## RECORD LIST
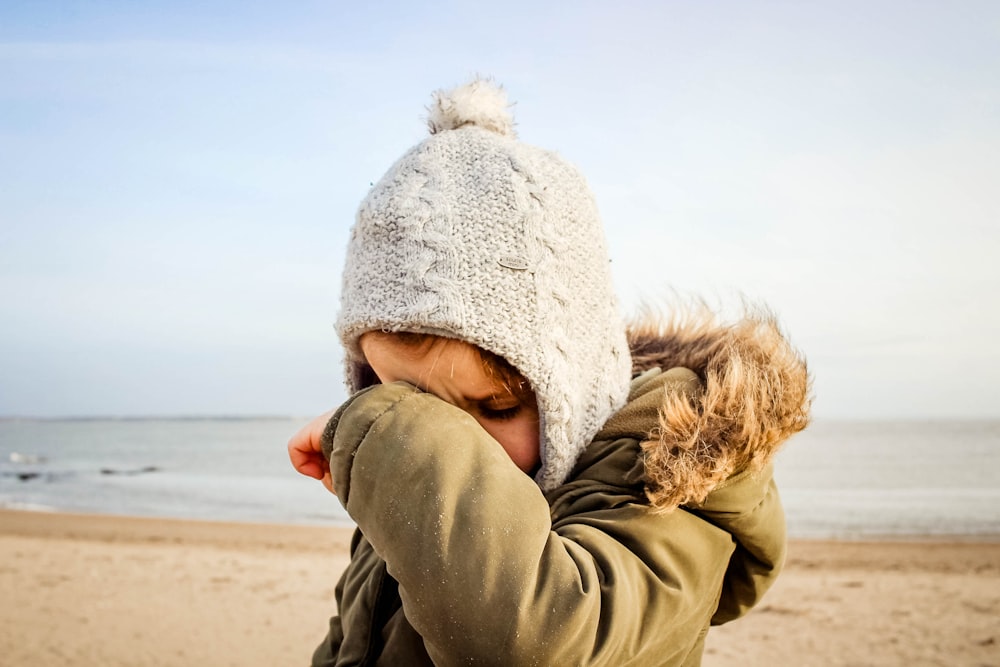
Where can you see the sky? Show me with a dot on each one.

---

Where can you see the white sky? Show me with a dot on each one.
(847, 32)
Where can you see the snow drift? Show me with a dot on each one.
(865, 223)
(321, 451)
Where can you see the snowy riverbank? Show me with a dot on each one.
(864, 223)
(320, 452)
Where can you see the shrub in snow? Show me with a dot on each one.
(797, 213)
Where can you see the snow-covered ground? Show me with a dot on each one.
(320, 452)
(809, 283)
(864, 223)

## THE REQUEST
Identify each line of the listing that contains the word "with", and copy those lines out in full.

## WRITTEN ANSWER
Where can you see the sky? Show me with a dot on each one.
Where can you see the white sky? Show me with a dot on each one.
Where can you see the snow drift? Show me with a dot on each one.
Where can you see the snowy riverbank? Show me with a dot on each one.
Where can you see the shrub in snow? Show me with a dot on each one.
Where can you see the snow-covered ground? Show me with a dot on each one.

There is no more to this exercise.